**Vorliegender Text**
Es habe den China-Aufenthalt einfach gebraucht nach dem Studium. Das Praktikumsjahr in Taiwan habe ihm klar gemacht, dass er eben kein Chinese sei. «Meine Wurzeln sind schweizerisch, oder liegen zumindest in Europa.»
«Es bleibt die Tatsache, dass ich mich mit meiner Ehefrau hier wiederfinde, mit dem Auftrag, unter anderem die Olympischen Spiele vorzubereiten – was mir sehr viel Freude macht.»
Noch im Planungsstadium
In seiner Arbeit stellt Billeter von Tag zu Tag mehr Bezüge rund um die Spiele her. Chinesischerseits befindet sich die Organisation des Anlasses noch im Stadium der Planung.
Auf die ausländischen Botschaften warten noch etliche grosse Informations-Veranstaltungen. Zur Zeit gehe es darum, jene wichtigen Punkte zu identifizieren, die in naher Zukunft noch Probleme bereiten könnten.

**Ausgangsmaterial**
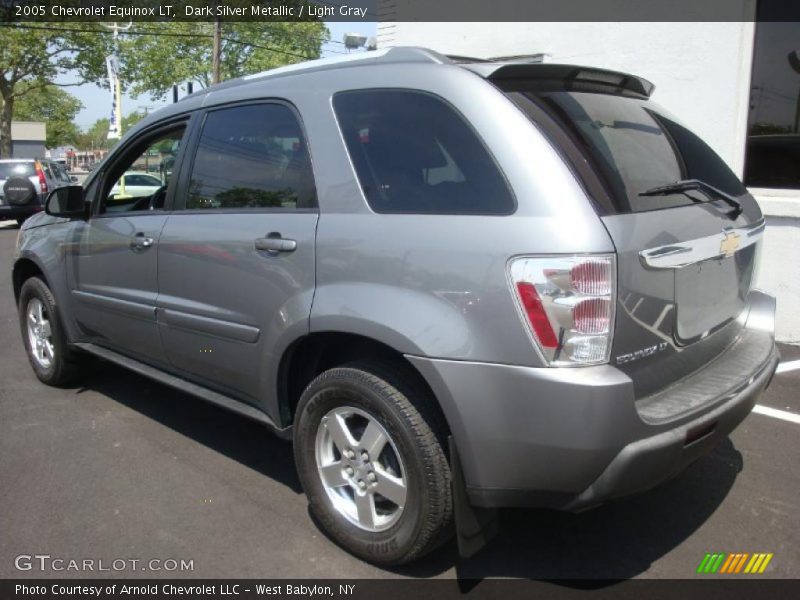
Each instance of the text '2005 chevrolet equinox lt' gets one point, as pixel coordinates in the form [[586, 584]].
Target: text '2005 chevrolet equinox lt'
[[455, 284]]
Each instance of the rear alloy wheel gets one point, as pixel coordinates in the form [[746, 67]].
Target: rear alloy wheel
[[370, 455], [53, 361]]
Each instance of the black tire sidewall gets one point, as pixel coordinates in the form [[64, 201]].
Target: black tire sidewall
[[19, 191], [58, 370], [393, 544]]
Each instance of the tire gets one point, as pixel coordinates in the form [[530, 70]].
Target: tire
[[385, 397], [53, 361], [19, 191]]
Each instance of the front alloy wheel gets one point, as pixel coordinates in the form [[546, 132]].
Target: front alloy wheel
[[40, 334], [51, 357]]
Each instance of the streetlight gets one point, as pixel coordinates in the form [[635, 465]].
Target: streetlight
[[357, 40]]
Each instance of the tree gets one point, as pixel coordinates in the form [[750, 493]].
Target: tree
[[32, 55], [179, 52], [56, 108], [96, 135]]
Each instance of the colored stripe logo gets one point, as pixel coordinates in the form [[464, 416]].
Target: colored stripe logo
[[734, 563]]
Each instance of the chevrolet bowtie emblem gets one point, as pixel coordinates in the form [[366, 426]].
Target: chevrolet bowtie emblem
[[729, 244]]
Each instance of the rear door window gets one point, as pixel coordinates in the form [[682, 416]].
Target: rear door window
[[413, 153], [635, 147]]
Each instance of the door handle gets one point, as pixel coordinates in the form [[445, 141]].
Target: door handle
[[140, 242], [273, 242]]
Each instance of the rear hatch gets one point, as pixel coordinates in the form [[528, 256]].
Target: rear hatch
[[686, 258], [11, 169]]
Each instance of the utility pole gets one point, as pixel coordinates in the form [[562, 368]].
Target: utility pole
[[146, 110], [216, 51]]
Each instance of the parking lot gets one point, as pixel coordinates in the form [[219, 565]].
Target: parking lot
[[122, 467]]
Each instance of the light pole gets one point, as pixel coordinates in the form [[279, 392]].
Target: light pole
[[146, 110], [114, 80]]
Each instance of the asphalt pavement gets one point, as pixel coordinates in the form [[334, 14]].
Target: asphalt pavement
[[122, 468]]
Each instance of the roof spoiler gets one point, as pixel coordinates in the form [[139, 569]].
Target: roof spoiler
[[564, 77]]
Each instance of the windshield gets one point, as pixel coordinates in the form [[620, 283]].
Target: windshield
[[634, 147], [21, 169]]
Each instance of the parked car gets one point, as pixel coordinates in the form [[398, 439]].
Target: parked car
[[132, 186], [455, 285], [24, 184], [773, 161]]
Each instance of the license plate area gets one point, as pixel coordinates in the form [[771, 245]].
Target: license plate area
[[710, 293]]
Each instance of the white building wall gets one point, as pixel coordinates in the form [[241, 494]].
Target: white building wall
[[702, 75]]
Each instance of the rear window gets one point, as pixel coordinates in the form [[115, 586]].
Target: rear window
[[635, 147], [413, 153], [16, 170]]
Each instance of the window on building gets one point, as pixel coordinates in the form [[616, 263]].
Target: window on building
[[413, 153], [773, 142], [251, 157]]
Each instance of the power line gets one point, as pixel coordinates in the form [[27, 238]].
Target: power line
[[166, 34]]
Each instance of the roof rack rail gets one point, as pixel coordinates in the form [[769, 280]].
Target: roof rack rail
[[536, 58], [398, 54]]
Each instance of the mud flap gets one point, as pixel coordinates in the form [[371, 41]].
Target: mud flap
[[474, 526]]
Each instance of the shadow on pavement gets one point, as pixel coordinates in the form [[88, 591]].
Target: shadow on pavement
[[616, 541]]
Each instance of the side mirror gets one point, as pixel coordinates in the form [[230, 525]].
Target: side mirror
[[66, 202]]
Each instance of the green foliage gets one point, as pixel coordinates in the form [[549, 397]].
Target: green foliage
[[56, 108], [155, 63], [31, 59], [96, 135]]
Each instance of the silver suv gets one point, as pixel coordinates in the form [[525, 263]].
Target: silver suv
[[25, 183], [456, 285]]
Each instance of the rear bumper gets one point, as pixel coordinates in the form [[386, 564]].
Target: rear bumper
[[573, 438]]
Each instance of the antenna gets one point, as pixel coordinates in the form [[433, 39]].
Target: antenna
[[112, 63]]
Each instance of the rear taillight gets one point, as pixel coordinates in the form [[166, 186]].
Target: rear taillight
[[42, 178], [567, 303]]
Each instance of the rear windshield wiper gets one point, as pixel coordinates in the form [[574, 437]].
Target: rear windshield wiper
[[686, 185]]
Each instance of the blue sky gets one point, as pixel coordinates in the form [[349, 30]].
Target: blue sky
[[97, 101]]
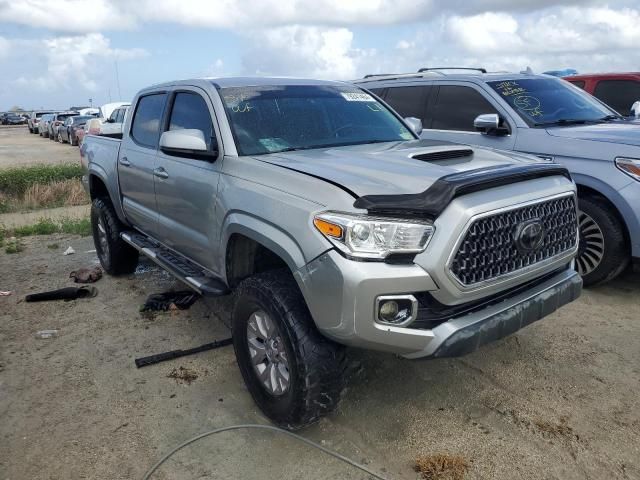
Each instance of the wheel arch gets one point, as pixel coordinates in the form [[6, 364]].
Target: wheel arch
[[98, 187], [593, 188], [254, 246]]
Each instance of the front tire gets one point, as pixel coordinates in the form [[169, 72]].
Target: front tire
[[116, 256], [603, 252], [294, 374]]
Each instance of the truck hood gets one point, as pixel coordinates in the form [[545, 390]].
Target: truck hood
[[627, 133], [390, 168]]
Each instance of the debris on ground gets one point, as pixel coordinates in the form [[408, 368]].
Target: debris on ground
[[46, 334], [170, 301], [183, 375], [87, 274], [442, 466], [561, 429], [68, 293]]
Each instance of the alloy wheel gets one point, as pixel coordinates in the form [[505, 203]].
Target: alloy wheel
[[268, 354], [590, 246]]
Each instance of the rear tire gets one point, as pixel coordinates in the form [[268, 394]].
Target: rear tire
[[603, 252], [116, 256], [307, 369]]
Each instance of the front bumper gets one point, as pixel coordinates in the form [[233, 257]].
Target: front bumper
[[341, 296]]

**Deine Aufgabe**
Setze den Text über Billeter und die Vorbereitung der Olympischen Spiele nach seinem letzten Satz fort. Die Auflistung stammt aus einer anderen Quelle als der Text.

**Ergebnis**
«Noch bleibt mir ein bisschen Zeit, mich etwas mehr mit der Sprache auseinander zu setzen», sagt Billeter. Zum Beispiel, um unterschwelligen Humor zu verstehen oder um das Leben der Ausländer in den Restaurants, den Läden und den dazu gehörigen Luxushotels zu erkunden.
«Das ist eine andere Spielart des Lebens in der Hauptstadt, von der ich bis vor kurzem noch wenig wusste.»
Die Olympischen Spiele im Visier
So zeigt sich im kommenden Jahr der Monat August als sehr befrachtet für die Botschafts-Angestellten: Erwartet werden zahlreiche Schweizer Persönlichkeiten aus Politik und Wirtschaft und eine Masse von Touristen. Viel Arbeit steht also bevor.
Die Zeit, die Terence Billeter deshalb persönlich beim Zuschauen der Spiele verbringen wird, dürfte knapp werden. «Zwar habe ich einige Tickets für Sportarten reserviert, die mich interessieren, wie Beach-Volley, Taekwondo, Leichtathletik oder Kunstspringen,» sagt er. «Aber ich fürchte jetzt schon, zum gegebenen Zeitpunkt passen zu müssen.»
Es würden wohl eher die Kulissen rund um die Olympischen Spiele sein als die Spiele selbst, die er zu sehen bekomme.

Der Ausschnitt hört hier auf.